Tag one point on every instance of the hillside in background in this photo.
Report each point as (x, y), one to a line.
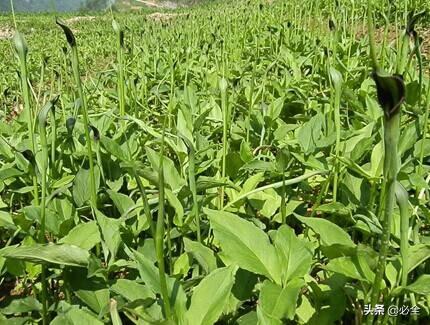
(53, 5)
(79, 5)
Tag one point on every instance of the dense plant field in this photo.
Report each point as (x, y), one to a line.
(254, 162)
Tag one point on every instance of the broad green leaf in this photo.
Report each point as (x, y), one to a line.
(85, 235)
(336, 208)
(245, 244)
(23, 305)
(210, 296)
(420, 287)
(309, 133)
(110, 231)
(150, 275)
(171, 176)
(76, 316)
(351, 267)
(417, 254)
(60, 254)
(277, 303)
(66, 180)
(131, 290)
(275, 108)
(328, 232)
(202, 254)
(97, 300)
(6, 220)
(114, 148)
(295, 255)
(121, 201)
(81, 186)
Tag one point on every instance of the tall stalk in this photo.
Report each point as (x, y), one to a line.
(391, 94)
(75, 67)
(21, 51)
(42, 118)
(224, 108)
(120, 69)
(159, 233)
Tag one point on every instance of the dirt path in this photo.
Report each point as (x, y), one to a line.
(6, 33)
(163, 5)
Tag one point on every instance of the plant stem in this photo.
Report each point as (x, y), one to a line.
(21, 50)
(75, 67)
(159, 235)
(391, 138)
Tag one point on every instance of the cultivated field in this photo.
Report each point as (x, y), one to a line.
(240, 162)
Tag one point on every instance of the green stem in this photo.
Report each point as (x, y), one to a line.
(159, 235)
(391, 138)
(21, 50)
(75, 67)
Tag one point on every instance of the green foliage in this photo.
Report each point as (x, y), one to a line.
(230, 163)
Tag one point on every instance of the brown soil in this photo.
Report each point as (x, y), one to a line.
(79, 18)
(6, 32)
(392, 36)
(158, 16)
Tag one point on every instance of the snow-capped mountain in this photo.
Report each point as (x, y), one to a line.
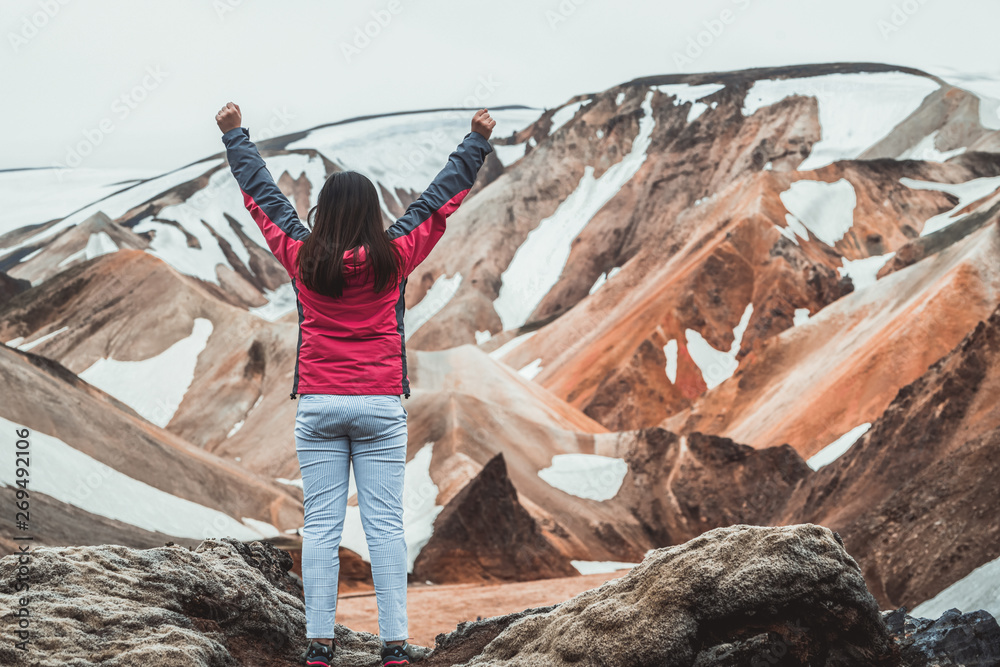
(670, 305)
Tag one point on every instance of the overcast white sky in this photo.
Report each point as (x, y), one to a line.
(284, 62)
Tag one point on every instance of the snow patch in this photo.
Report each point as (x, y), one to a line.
(825, 209)
(927, 150)
(38, 341)
(586, 475)
(403, 151)
(967, 193)
(684, 93)
(510, 345)
(837, 448)
(280, 301)
(156, 386)
(32, 196)
(122, 201)
(419, 510)
(887, 99)
(600, 566)
(716, 366)
(539, 261)
(72, 477)
(980, 589)
(863, 272)
(530, 371)
(564, 115)
(603, 278)
(508, 155)
(670, 350)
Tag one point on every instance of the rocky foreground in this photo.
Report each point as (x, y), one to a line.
(741, 595)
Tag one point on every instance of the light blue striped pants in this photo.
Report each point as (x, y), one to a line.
(331, 432)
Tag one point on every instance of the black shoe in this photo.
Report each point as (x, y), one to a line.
(397, 655)
(319, 653)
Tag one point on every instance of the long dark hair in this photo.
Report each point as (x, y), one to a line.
(347, 217)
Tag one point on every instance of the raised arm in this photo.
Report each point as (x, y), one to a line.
(423, 224)
(270, 209)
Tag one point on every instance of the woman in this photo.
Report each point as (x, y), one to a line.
(349, 275)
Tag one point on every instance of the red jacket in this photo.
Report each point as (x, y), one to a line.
(353, 344)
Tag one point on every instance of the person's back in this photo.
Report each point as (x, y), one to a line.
(351, 335)
(349, 276)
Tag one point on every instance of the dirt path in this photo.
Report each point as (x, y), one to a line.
(435, 609)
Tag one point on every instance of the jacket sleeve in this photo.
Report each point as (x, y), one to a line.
(423, 223)
(270, 209)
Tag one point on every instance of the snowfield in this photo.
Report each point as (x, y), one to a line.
(280, 302)
(586, 475)
(123, 200)
(564, 115)
(837, 448)
(539, 261)
(203, 216)
(926, 149)
(717, 366)
(967, 193)
(65, 190)
(825, 209)
(670, 350)
(600, 566)
(404, 151)
(419, 509)
(980, 589)
(864, 272)
(156, 386)
(72, 477)
(887, 98)
(684, 93)
(436, 298)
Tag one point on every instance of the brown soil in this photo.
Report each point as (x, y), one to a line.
(440, 608)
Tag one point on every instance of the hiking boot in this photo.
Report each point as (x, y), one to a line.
(397, 655)
(319, 653)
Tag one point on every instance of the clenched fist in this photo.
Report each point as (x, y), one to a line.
(482, 123)
(229, 117)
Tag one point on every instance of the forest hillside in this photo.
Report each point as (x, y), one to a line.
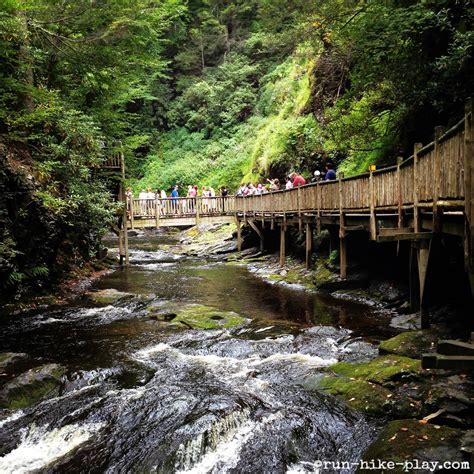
(210, 92)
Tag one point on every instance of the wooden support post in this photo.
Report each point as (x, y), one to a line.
(414, 281)
(300, 222)
(124, 216)
(416, 214)
(259, 233)
(198, 200)
(399, 193)
(318, 208)
(121, 253)
(239, 233)
(343, 257)
(342, 231)
(423, 256)
(468, 190)
(132, 217)
(157, 213)
(373, 222)
(437, 210)
(282, 245)
(309, 245)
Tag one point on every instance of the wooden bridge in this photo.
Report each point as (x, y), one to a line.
(419, 199)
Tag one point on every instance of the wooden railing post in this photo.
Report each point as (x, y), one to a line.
(437, 211)
(373, 223)
(124, 216)
(468, 188)
(197, 201)
(157, 212)
(416, 212)
(342, 231)
(318, 206)
(132, 212)
(399, 193)
(298, 200)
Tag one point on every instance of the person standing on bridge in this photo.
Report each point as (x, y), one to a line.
(174, 201)
(297, 180)
(330, 173)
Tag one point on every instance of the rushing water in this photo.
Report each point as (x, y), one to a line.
(142, 397)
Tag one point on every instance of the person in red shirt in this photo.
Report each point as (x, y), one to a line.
(297, 180)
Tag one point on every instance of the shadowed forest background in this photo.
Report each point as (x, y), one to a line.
(210, 92)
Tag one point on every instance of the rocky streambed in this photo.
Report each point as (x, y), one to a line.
(198, 359)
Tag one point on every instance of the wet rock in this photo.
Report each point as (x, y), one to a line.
(109, 296)
(368, 386)
(411, 441)
(31, 386)
(11, 361)
(410, 344)
(380, 370)
(388, 291)
(195, 316)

◇ ◇ ◇ ◇ ◇ ◇ ◇

Work to complete:
Exactly reproduce the lines from the one containing "Tag one point on every instance of the wooden support" through the end of the records, and only those lines.

Response below:
Tag one point on every instance of the wooden support post in this photo.
Report each point as (x, y), one to a line.
(414, 281)
(300, 222)
(124, 216)
(416, 214)
(259, 233)
(198, 200)
(399, 193)
(318, 208)
(121, 253)
(239, 233)
(343, 257)
(342, 231)
(423, 256)
(468, 190)
(132, 217)
(157, 213)
(373, 222)
(437, 210)
(282, 245)
(309, 245)
Tag one point on every instance of the wooden bridge in this photo.
Report each point as (x, y), one to a line.
(419, 199)
Tag one point on every instance of the wooden railing post in this photo.
Report each point as (x, y), one to a line.
(437, 211)
(373, 223)
(124, 216)
(468, 188)
(197, 201)
(157, 212)
(416, 212)
(342, 231)
(318, 206)
(132, 212)
(399, 193)
(298, 200)
Tag one point on every instance of the person standing on bridge in this photo.
Report each point as (x, y), one to a line.
(174, 201)
(297, 180)
(330, 173)
Tag one point on every instance of the rushing water in this photo.
Report each point as (x, y), one to a line.
(142, 397)
Tag one point on every instance of the person in red shirt in this photo.
Report each point as (x, y), one to a line.
(297, 180)
Tag one point on every instance of the shadowed forest background in this photo.
Report each point as (x, y), one to a line.
(210, 92)
Tag one point on every instance of the rocky streambed in this photo.
Report each point as (x, y), one to a line.
(198, 359)
Tag one point on every instance of the wet rock in this photo.
Report each point as (x, y), one to a line.
(109, 296)
(368, 386)
(411, 441)
(31, 386)
(11, 361)
(410, 344)
(380, 370)
(388, 291)
(195, 316)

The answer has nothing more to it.